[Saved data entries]
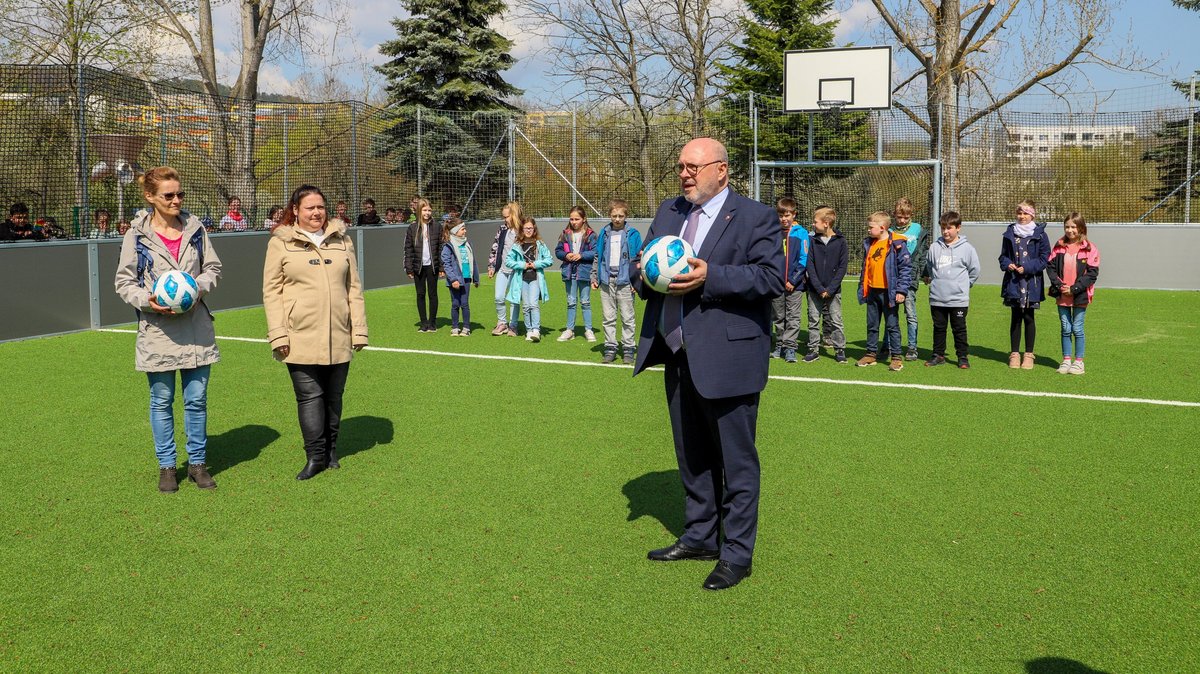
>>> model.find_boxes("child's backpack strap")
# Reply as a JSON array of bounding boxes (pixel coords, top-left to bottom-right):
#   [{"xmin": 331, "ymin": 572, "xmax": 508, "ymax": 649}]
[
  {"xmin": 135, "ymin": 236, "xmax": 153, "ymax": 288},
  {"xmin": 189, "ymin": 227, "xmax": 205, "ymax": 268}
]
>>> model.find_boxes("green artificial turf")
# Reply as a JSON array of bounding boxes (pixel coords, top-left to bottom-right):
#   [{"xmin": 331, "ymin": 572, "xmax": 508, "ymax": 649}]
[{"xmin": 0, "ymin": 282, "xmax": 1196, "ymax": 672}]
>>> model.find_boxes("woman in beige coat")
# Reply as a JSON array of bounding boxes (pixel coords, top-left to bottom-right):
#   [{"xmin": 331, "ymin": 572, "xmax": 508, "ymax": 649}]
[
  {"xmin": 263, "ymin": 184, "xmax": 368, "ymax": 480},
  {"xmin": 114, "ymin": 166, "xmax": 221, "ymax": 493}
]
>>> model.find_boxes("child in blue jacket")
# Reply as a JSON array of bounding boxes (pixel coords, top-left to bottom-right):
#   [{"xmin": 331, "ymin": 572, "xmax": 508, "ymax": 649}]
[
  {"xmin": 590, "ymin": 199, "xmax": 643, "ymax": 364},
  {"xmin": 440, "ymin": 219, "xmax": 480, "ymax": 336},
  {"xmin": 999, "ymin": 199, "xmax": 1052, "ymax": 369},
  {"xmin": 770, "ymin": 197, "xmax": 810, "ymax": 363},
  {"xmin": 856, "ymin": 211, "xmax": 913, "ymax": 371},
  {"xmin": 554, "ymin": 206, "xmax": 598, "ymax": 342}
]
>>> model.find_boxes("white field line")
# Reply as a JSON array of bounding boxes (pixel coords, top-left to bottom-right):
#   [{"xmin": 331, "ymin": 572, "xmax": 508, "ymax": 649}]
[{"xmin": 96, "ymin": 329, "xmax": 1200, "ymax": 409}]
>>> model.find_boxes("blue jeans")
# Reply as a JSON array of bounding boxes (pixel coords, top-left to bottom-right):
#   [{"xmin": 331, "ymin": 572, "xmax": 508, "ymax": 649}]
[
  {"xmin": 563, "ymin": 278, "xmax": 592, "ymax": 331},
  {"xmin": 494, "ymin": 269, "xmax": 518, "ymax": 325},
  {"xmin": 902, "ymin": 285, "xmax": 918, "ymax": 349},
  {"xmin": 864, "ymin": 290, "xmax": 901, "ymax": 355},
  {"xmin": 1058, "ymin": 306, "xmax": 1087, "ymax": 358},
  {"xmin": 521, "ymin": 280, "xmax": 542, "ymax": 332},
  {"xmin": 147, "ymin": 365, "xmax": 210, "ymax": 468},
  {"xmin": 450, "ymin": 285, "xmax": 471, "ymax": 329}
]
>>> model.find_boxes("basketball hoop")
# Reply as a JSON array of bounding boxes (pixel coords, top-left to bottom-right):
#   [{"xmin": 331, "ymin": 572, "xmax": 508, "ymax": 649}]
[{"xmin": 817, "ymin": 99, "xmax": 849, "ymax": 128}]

...

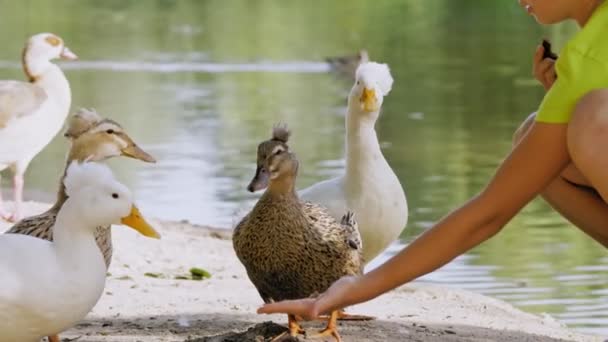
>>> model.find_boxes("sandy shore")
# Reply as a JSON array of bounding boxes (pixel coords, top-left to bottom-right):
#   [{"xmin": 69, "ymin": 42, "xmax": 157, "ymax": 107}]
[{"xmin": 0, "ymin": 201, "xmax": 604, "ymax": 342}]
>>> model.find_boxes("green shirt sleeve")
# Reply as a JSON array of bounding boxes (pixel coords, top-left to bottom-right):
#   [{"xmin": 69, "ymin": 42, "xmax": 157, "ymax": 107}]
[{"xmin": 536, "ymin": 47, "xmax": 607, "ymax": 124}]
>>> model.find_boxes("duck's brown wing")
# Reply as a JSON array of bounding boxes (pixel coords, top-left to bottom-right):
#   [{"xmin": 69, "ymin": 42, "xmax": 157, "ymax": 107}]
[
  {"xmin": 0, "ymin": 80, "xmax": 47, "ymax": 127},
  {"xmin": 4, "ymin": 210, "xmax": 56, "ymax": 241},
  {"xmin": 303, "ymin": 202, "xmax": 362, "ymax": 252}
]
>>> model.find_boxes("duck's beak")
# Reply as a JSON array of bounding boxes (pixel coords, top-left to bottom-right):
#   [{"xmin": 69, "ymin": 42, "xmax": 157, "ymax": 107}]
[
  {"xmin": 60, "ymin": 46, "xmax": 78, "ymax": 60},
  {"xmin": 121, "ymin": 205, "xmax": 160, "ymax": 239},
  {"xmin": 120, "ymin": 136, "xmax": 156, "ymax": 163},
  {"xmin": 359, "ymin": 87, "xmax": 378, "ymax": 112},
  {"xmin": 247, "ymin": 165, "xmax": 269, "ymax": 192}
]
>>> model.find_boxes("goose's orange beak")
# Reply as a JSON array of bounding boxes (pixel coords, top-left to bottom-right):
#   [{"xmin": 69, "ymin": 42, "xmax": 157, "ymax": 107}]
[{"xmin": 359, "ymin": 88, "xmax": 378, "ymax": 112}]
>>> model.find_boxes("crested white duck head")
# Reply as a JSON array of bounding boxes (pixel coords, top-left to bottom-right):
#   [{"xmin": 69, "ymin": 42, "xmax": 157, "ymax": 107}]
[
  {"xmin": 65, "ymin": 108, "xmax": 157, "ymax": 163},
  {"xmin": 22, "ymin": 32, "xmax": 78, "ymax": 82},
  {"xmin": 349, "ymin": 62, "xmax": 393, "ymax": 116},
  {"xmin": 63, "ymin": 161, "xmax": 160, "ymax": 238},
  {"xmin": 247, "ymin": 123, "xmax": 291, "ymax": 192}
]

--

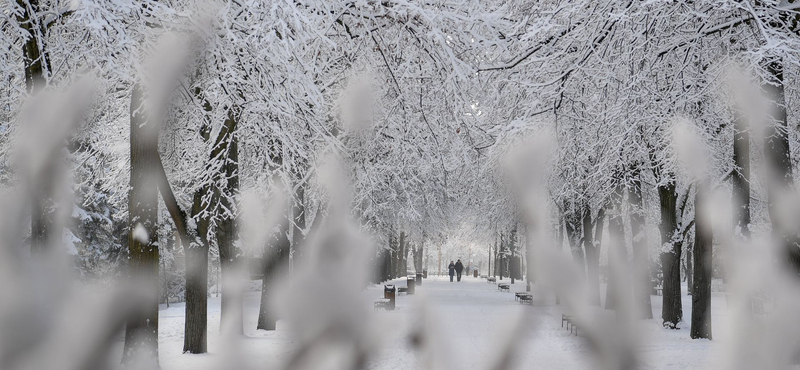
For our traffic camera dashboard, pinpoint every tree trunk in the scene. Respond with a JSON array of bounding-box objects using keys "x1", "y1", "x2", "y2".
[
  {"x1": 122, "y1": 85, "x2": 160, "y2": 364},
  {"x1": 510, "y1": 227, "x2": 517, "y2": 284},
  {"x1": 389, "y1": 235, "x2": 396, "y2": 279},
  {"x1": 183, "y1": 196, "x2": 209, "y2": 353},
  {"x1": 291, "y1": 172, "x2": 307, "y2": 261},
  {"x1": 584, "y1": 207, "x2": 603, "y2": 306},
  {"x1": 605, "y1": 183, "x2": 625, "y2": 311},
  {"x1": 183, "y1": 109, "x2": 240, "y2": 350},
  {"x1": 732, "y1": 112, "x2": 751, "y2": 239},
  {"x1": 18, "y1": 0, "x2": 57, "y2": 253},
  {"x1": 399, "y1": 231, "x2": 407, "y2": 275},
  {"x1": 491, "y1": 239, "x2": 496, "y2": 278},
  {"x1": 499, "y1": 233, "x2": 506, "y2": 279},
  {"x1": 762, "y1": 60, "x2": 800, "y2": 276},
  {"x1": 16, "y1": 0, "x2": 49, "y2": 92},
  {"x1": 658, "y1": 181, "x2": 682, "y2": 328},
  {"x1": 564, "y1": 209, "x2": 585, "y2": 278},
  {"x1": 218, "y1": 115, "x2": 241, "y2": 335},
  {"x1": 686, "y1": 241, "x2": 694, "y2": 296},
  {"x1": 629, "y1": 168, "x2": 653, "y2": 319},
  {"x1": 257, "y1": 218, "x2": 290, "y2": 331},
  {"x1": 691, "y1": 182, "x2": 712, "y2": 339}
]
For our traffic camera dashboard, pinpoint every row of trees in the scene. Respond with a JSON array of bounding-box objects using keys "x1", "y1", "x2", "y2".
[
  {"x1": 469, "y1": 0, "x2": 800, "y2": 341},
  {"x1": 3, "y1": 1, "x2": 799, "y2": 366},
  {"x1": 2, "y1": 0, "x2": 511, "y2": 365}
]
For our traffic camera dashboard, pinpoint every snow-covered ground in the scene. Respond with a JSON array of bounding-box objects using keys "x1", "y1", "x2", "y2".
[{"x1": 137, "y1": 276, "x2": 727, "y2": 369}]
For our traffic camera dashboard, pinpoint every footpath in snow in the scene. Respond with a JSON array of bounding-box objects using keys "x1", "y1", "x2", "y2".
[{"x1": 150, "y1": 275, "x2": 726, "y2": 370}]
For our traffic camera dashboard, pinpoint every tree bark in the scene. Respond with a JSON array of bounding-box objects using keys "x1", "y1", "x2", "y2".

Prompt ▸ Read the entries and show each line that mentions "blue".

Exercise response ▸
>>> model.find_boxes("child in blue jacket")
>>> model.find_boxes("blue jeans")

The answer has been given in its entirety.